Güncelleme Tarihi:
İklim değişikliği ve pek çok etken artık meteorolojik ezberleri değiştirdi. Son birkaç yıla bakıldığında sonbaharı yaşamadan kışa, kış mevsiminden de direkt yaza geçiyoruz. Geçtiğimiz yıl filmi biraz geri sardığımızda da durumun pek değişmediği görülüyor. Mart ayında yağışlar devam ederken Nisan’da sıcaklıklarının artması bekleniyordu ama soğuk hava dalgaları etkisini sürdürdü. Haziran’a gelindiğinde de yağışlar bir süre devam etti ve yaz mevsimi tam anlamıyla Temmuz’da başladı.
Sonrasında bir anda artan nemle birlikte boğucu şekilde sıcakları hissettik. Öyle ki aşırı sıcak hava dalgası, Avrupa’da 200’den fazla kişinin ölümüne yol açtı. En çok etkilenen ülkelerin başında ise Portekiz, İspanya, İngiltere ve Fransa geldi.
Oldukça sıcak geçen yaz aylarından sonra güz mevsimine adım attığımız Eylül’ün sonlarına gelmiş olmamıza rağmen, kısa yağışlar görsek de yazdan kalma günler devam ediyor. Hâlbuki geçen yıl Eylül’ün başlarında Bolu, Kayseri, Iğdır ve Ardahan'ın yüksek kesimlerinde kar görünmüş, sıcaklıklar ani bir şekilde düşmüştü. Aralık’tan sonra ise 29 yıl sonra Antalya’ya ‘yol kapatan’ kar bile yağmıştı.
Meteoroloji Genel Müdürlüğü’nün açıkladığı son verilere göre ise sıcaklıkların bugünden itibaren kademeli olarak düşeceği, hafta ortasından itibaren yağışlarla birlikte tüm yurtta hissedilir derecede azalacağı ifade edildi. Peki, yağışlı günlere hazırlanırken akla gelen en önemli soru şu: ‘Bu kış nasıl geçecek?’
Ülkemiz, 2022 yaz mevsiminde son 52 yılın en sıcak ve kurak sekizinci yazını yaşarken yağışlarda, 1991-2010 ortalamasına göre yüzde 22 oranında artış oldu. Yağışların artması bizi bazı bölgelerde sevindirdi ancak kuvvetli sağanaklar özellikle Ege, Marmara ve Karadeniz bölgelerinde sel afeti olarak karşımıza çıktı.

• **Ham veriler**
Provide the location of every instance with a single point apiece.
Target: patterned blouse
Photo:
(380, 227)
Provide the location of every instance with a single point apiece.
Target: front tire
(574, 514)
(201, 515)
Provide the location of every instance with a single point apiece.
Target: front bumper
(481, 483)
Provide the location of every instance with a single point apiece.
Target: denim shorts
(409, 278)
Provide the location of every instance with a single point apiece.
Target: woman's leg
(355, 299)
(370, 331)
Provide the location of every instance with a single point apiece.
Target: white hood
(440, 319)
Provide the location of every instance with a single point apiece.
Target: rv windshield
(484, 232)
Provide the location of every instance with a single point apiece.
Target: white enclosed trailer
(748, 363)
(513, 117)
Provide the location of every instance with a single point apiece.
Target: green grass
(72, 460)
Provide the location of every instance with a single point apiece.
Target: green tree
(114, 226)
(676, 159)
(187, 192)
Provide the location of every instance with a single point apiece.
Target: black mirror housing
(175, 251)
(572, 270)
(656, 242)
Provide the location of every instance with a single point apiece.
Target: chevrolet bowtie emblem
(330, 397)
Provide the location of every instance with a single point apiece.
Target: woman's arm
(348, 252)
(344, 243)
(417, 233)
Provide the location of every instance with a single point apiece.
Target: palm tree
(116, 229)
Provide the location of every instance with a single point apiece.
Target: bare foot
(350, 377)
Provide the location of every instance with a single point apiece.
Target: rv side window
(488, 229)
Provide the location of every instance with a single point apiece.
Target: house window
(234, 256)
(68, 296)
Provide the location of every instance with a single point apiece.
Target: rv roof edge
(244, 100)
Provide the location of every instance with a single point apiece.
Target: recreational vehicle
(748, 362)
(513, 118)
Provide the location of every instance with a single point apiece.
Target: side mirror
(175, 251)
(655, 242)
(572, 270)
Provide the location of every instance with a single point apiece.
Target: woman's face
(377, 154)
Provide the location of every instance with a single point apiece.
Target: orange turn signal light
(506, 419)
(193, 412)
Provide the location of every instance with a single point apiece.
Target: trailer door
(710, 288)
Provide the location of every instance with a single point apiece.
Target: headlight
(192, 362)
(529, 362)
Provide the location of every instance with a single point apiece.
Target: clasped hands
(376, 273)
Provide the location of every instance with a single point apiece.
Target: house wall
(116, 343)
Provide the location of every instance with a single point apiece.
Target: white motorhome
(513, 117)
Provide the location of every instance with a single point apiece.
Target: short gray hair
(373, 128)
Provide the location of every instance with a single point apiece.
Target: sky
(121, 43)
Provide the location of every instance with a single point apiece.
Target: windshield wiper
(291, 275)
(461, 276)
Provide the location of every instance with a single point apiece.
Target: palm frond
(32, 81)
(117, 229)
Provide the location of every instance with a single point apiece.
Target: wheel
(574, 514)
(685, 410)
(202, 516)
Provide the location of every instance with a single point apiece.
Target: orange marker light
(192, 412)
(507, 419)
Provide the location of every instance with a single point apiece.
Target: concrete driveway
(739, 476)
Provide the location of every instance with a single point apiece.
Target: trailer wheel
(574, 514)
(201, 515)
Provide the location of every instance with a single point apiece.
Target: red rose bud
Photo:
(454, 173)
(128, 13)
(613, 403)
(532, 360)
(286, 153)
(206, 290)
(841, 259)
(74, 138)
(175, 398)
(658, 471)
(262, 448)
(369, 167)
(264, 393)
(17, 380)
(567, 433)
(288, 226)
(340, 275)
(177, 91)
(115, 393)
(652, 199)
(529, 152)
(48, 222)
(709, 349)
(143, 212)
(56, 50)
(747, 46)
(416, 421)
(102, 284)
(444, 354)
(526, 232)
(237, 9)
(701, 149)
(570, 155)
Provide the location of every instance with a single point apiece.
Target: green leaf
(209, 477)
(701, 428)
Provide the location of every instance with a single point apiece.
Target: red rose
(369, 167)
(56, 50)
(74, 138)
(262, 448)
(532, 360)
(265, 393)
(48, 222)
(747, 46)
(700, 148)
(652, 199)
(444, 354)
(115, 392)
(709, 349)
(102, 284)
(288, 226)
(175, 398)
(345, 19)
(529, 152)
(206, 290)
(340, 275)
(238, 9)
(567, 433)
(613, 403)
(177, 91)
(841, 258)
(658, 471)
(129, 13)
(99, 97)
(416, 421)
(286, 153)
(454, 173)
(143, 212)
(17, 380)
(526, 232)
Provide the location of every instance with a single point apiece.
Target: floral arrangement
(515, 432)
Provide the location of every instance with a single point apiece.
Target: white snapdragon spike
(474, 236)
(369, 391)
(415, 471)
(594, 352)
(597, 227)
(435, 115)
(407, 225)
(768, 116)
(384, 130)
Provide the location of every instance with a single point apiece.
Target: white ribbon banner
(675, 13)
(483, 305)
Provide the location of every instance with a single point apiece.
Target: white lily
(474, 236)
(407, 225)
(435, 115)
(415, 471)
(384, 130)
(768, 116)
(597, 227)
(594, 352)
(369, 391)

• **Yapılacaklar**
[1] İklim değişikliği yazısından, "Oldukça sıcak geçen" sözleriyle başlayıp "kar bile yağmıştı." sözlerinden sonra biten bölümü aynen yazın.
[2] İklim değişikliği yazısını son cümlesinden sonra devam ettirin.

• **Beklenen yanıtlar**
[1]
Oldukça sıcak geçen yaz aylarından sonra güz mevsimine adım attığımız Eylül’ün sonlarına gelmiş olmamıza rağmen, kısa yağışlar görsek de yazdan kalma günler devam ediyor. Hâlbuki geçen yıl Eylül’ün başlarında Bolu, Kayseri, Iğdır ve Ardahan'ın yüksek kesimlerinde kar görünmüş, sıcaklıklar ani bir şekilde düşmüştü. Aralık’tan sonra ise 29 yıl sonra Antalya’ya ‘yol kapatan’ kar bile yağmıştı.

[2]
‘BU YIL ‘LA NİNA’ ETKİSİ DEVAM EDECEK’
İstanbul Aydın Üniversitesi Öğretim Üyesi Dr. Güven Özdemir, “Bu yıl yaz ayları sıcaklık bakımından mevsim normallerinin biraz üzerinde geçti. Fakat kuraklık, ani yağışlar, seller, kuvvetli rüzgârlar etkilerini önemli ölçüde hissettirdi” dedi. Ayrıca Dr. Özdemir, geçen yıl olduğu gibi bu yıl da ‘La Nina’ etkisinin devam edeceğinin altını çizdi ve şu bilgileri paylaştı:
“Birkaç yıldır La Nina etkisi devam ediyor. Bu yılda da azalarak devam edecek. Kuzey Kutup Bölgesi’nde ve özellikle Sibirya’da oluşacak soğuk hava ve kar yağışları yoğun bir şekilde devam ederse kutup soğuğu Sibirya üzerinden ülkemize gelebilir. Kış aylarında ve ilkbaharın ilk ayı olan Mart’ta da soğuk havayı görme ihtimalimiz çok yüksek.”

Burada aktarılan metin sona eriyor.